== Dataset entries ==
※
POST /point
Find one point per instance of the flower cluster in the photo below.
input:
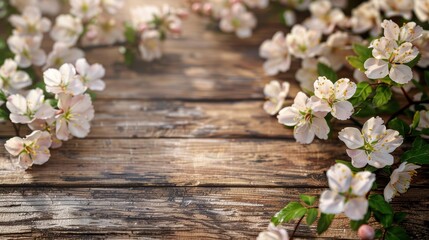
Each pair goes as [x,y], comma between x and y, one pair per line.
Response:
[233,16]
[387,60]
[151,25]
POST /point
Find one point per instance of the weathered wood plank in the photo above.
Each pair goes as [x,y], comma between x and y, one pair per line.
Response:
[221,213]
[183,162]
[137,119]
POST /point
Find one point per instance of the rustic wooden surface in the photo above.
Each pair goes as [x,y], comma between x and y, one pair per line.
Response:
[180,148]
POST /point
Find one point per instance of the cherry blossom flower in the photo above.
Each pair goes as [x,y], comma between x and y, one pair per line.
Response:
[392,52]
[12,79]
[67,29]
[85,9]
[238,20]
[112,6]
[275,94]
[276,52]
[373,146]
[27,109]
[62,53]
[336,95]
[308,74]
[422,44]
[424,120]
[150,45]
[289,17]
[347,192]
[273,233]
[400,180]
[63,80]
[337,47]
[323,17]
[30,23]
[366,17]
[34,149]
[393,8]
[91,75]
[307,116]
[47,125]
[27,50]
[104,31]
[421,9]
[76,113]
[303,43]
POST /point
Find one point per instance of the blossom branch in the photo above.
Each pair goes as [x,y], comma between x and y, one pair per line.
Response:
[296,227]
[397,113]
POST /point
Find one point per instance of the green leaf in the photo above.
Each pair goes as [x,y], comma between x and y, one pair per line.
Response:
[396,233]
[385,219]
[426,77]
[309,200]
[354,225]
[363,91]
[382,95]
[417,155]
[416,120]
[414,62]
[293,210]
[378,204]
[356,62]
[311,216]
[325,221]
[362,51]
[400,126]
[325,70]
[399,217]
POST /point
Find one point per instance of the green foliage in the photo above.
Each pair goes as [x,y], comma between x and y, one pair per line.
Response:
[354,225]
[363,91]
[349,164]
[378,204]
[309,200]
[414,62]
[426,77]
[416,120]
[356,62]
[325,70]
[325,221]
[363,53]
[292,211]
[418,154]
[400,126]
[382,96]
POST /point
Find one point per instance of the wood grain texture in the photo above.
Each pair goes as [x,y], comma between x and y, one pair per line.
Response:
[183,162]
[172,213]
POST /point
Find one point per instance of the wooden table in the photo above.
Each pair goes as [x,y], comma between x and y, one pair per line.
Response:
[180,148]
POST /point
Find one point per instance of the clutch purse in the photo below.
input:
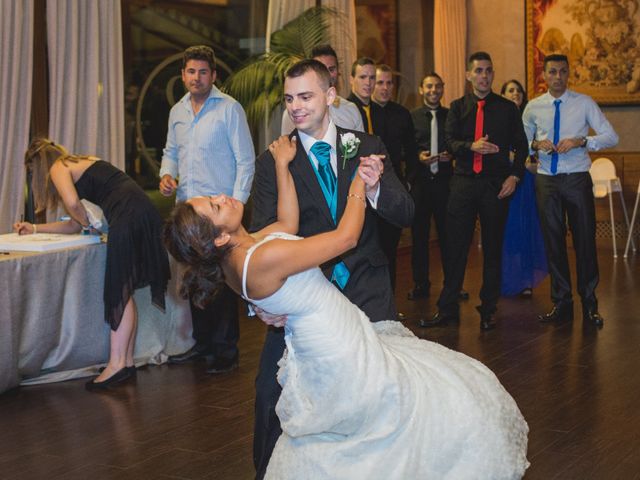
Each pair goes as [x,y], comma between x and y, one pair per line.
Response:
[96,216]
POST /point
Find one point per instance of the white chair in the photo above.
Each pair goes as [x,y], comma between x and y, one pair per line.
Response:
[605,182]
[633,222]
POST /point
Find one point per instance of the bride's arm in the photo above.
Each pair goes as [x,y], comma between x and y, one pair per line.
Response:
[279,259]
[283,151]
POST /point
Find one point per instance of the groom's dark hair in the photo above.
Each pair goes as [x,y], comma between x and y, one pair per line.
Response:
[303,66]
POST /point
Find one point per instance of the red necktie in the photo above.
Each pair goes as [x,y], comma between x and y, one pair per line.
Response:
[477,157]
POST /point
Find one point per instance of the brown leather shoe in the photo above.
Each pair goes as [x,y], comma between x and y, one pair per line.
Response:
[559,313]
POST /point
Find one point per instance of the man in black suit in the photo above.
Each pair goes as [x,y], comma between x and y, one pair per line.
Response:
[401,145]
[429,176]
[307,96]
[363,79]
[480,131]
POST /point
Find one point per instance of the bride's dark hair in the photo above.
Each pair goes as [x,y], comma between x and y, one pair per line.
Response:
[189,239]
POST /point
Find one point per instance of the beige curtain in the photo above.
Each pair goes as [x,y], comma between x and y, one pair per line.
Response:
[343,39]
[16,71]
[86,77]
[449,43]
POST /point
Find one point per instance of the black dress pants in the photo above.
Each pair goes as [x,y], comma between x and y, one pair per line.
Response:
[430,197]
[470,197]
[216,326]
[389,236]
[569,197]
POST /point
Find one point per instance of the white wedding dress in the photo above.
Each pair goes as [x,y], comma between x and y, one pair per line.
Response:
[364,400]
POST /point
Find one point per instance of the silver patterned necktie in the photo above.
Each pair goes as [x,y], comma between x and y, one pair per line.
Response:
[434,140]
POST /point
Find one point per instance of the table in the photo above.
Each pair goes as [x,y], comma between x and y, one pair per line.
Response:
[52,317]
※
== Task objective ==
Copy each line from the data that features the string "dark".

== Your solution ==
Find one point per instance of the groom's dark hair in the photo above.
Find one point per instance of the bride's dark hair in the photo above.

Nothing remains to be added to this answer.